● Required work
Count how many lines of the data below contain the word "windshield", treating uppercase and lowercase as different, and reply with the number alone.

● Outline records
------------------------------------------------

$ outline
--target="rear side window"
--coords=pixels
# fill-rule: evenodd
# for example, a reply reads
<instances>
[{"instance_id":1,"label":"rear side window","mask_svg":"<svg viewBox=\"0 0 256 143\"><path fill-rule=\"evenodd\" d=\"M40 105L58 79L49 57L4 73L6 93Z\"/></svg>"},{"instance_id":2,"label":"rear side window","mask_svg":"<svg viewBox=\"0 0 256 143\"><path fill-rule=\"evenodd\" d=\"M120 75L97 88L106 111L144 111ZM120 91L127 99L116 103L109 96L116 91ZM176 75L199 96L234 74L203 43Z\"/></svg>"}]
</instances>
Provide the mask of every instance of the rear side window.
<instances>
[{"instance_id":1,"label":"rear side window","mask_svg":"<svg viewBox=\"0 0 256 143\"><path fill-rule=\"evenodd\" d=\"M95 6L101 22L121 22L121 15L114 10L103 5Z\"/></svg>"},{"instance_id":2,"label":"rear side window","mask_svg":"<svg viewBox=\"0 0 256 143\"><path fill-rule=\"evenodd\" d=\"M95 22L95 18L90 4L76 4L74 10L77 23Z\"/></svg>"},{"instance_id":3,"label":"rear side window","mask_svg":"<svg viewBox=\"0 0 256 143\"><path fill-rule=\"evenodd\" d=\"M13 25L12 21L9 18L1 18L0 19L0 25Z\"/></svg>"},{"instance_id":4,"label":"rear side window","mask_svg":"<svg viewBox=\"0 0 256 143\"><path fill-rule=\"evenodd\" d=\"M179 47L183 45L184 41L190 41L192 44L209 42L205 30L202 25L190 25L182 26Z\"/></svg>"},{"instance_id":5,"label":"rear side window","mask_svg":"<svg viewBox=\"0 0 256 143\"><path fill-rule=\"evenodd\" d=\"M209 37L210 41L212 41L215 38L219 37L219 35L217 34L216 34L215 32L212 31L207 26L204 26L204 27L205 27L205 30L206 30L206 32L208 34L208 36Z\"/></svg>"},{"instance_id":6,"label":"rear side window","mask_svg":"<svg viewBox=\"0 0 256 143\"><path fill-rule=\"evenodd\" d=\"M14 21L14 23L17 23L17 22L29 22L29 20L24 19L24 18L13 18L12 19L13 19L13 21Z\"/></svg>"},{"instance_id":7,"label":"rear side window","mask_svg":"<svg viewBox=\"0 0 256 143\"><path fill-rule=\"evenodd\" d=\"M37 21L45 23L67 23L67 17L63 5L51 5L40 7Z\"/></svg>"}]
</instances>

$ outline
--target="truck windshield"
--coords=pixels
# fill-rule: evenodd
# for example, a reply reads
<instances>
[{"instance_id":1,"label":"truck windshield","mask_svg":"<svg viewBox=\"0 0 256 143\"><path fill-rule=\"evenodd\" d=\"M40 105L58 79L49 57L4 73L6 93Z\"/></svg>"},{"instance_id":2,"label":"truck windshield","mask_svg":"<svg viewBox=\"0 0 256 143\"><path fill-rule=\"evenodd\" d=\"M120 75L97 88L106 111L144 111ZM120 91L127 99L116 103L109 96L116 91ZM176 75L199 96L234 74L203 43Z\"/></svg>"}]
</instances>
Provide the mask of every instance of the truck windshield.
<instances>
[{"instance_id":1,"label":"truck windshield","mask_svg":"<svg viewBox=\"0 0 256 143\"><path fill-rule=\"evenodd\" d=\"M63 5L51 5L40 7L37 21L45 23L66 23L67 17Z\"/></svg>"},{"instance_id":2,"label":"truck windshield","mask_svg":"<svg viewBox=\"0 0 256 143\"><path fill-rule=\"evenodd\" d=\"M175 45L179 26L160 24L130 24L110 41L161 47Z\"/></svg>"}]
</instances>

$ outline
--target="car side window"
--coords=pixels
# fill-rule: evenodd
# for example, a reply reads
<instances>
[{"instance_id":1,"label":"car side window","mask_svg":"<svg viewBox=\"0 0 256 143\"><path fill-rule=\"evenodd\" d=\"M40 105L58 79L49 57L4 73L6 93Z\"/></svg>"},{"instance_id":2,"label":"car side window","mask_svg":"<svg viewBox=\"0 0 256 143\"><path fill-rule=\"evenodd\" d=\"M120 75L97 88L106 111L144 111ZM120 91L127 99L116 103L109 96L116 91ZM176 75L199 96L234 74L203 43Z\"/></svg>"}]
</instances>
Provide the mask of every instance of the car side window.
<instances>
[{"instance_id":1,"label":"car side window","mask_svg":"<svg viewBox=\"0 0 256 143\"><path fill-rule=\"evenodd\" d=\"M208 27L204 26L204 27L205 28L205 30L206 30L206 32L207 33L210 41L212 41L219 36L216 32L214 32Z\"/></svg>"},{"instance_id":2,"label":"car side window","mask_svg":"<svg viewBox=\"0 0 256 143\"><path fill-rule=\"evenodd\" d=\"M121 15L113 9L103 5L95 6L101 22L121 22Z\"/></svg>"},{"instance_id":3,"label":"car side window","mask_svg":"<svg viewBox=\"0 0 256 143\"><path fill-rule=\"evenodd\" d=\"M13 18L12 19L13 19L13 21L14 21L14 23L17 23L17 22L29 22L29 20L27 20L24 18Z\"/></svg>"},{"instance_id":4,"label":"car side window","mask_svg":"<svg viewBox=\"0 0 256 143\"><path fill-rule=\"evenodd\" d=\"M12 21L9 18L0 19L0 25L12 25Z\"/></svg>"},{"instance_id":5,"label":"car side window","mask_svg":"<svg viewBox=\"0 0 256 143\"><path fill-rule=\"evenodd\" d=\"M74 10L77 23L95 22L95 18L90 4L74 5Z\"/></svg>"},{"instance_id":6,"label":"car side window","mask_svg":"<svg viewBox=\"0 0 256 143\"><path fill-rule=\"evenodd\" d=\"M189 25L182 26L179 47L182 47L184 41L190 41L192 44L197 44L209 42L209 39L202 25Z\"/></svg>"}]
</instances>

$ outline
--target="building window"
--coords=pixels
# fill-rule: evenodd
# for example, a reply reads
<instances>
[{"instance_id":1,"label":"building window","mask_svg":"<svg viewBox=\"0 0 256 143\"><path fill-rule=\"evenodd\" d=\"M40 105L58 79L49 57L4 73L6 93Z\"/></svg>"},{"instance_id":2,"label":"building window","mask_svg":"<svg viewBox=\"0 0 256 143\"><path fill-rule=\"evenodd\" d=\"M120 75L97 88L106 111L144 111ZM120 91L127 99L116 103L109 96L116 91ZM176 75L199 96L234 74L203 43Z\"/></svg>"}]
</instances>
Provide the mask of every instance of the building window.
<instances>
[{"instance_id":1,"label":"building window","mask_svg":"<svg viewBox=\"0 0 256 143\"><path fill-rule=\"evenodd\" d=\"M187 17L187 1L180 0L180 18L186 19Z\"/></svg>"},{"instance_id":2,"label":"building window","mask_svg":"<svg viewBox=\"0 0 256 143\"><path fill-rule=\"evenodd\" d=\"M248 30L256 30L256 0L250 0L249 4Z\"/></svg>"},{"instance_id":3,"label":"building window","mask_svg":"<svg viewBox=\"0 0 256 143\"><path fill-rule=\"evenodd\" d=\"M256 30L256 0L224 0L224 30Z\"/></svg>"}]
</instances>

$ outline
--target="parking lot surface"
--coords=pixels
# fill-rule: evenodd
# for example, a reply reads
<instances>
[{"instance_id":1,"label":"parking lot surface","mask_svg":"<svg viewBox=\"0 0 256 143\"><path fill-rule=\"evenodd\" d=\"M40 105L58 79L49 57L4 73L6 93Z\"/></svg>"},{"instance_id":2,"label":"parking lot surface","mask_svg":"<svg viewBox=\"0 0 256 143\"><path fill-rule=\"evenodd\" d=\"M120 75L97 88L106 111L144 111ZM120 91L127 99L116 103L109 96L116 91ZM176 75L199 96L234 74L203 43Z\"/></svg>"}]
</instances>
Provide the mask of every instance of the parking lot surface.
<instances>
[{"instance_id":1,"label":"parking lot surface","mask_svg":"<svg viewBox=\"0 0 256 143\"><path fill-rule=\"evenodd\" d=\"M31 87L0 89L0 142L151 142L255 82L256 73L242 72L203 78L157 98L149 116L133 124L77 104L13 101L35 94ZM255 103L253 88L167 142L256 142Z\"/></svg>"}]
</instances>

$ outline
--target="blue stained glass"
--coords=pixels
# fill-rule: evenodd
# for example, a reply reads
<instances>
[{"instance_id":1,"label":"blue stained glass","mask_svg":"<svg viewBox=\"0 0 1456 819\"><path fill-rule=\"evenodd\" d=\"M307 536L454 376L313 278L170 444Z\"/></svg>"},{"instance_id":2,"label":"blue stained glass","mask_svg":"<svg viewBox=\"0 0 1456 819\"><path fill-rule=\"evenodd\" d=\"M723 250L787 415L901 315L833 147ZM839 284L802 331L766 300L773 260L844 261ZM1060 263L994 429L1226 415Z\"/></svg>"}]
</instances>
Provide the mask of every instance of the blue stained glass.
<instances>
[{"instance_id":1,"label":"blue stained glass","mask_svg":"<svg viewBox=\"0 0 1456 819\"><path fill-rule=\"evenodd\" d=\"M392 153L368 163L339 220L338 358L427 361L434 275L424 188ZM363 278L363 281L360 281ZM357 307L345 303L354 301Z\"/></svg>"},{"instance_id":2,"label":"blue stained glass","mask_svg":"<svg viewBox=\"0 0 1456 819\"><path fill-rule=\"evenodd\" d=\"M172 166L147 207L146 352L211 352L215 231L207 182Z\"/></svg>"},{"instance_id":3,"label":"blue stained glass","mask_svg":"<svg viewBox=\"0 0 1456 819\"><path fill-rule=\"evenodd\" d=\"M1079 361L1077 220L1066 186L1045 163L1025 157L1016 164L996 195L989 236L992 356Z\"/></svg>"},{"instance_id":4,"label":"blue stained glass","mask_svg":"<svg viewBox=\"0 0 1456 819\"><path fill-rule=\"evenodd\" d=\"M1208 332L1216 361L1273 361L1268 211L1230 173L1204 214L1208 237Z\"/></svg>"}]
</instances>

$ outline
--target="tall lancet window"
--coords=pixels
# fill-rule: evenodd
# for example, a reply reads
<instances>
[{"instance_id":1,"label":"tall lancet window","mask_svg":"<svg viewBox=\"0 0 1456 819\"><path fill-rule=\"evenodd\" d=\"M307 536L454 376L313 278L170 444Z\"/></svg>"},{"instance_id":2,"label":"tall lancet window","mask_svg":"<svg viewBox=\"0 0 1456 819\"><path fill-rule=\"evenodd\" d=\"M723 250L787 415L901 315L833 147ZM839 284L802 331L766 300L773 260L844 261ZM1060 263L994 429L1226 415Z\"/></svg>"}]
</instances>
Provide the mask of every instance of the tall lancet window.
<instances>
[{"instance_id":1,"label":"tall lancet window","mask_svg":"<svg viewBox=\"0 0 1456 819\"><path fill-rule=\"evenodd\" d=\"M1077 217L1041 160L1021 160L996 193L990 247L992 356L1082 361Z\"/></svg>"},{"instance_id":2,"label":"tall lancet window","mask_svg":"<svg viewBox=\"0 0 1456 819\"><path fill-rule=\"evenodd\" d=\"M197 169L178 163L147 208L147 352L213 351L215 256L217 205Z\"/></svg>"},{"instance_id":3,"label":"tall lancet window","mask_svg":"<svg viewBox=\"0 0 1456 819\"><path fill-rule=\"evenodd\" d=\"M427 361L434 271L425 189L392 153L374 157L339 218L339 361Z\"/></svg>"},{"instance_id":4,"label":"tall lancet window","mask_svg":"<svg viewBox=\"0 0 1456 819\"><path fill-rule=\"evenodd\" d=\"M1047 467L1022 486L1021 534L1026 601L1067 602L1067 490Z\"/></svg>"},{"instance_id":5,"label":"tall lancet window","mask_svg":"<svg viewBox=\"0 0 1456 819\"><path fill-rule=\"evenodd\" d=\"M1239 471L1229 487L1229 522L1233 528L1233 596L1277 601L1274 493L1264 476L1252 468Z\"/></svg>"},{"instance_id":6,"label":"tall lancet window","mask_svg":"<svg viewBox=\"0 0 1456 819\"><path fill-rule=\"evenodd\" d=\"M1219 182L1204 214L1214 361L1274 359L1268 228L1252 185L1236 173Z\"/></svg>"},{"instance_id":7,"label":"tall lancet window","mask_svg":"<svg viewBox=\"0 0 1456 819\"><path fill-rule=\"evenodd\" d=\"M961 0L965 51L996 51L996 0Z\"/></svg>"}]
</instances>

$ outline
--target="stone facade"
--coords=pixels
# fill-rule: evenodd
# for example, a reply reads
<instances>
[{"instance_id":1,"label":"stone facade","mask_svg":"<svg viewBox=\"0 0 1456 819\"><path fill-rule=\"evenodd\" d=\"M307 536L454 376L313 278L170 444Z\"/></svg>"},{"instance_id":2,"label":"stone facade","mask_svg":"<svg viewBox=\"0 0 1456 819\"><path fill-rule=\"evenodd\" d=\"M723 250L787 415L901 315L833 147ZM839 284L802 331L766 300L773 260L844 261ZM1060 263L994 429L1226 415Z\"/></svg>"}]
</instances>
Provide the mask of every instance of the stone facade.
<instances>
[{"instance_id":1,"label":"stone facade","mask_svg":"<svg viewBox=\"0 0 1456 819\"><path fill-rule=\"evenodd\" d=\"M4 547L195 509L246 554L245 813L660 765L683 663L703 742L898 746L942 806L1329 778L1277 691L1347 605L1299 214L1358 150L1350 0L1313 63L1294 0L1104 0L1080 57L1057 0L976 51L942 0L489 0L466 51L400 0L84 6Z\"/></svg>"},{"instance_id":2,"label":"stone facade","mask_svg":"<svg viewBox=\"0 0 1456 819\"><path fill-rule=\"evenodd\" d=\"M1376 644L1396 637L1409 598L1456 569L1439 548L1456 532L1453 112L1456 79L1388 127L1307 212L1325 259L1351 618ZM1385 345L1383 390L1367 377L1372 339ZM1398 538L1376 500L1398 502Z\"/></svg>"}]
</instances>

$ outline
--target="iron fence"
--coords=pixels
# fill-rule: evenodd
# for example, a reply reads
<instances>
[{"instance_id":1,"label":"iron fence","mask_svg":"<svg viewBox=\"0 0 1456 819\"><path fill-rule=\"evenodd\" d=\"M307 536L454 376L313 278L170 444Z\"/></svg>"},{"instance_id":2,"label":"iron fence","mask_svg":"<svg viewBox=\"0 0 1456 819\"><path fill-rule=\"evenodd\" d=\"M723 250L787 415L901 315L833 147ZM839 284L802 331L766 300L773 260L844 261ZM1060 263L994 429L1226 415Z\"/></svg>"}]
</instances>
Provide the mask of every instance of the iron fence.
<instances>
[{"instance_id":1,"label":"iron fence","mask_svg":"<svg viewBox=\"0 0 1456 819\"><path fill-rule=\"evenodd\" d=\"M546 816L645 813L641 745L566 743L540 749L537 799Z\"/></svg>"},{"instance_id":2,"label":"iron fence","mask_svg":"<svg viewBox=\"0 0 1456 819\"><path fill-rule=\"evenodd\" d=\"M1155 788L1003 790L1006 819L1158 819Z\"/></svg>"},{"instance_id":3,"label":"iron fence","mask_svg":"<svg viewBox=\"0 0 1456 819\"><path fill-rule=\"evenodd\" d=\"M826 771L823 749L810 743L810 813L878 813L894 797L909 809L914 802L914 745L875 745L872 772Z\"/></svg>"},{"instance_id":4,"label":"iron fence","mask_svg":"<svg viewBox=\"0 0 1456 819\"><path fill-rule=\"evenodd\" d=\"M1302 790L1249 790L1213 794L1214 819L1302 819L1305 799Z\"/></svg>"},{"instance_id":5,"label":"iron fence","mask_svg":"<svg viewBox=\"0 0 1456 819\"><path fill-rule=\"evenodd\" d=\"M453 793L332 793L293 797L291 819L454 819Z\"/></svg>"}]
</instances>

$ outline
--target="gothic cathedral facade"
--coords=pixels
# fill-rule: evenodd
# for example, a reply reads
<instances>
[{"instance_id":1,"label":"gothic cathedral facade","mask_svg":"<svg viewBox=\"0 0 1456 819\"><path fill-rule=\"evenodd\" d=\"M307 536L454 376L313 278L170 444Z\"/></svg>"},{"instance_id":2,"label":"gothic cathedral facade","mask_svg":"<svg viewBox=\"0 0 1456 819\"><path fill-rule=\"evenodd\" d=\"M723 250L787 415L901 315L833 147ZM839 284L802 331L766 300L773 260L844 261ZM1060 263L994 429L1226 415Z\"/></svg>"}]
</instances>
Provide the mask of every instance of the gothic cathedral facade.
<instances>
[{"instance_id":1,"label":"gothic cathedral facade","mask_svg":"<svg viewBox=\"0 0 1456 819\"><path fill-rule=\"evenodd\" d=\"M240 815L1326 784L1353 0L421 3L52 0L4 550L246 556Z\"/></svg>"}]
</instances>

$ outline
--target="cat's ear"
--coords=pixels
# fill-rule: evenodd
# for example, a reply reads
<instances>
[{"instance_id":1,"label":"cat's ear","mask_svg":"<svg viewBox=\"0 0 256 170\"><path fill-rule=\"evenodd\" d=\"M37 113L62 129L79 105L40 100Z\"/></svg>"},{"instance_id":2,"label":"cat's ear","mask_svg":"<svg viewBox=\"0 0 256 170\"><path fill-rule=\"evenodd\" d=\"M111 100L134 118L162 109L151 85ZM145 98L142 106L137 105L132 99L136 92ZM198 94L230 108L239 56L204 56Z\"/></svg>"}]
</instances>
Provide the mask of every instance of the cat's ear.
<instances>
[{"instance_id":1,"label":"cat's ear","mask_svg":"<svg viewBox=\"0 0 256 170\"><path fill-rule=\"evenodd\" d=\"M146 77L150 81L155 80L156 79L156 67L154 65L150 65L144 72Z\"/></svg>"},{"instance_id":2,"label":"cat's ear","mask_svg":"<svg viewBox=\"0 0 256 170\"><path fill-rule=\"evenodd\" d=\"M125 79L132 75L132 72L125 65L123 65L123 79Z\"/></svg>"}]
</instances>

------------------------------------------------

● Final result
4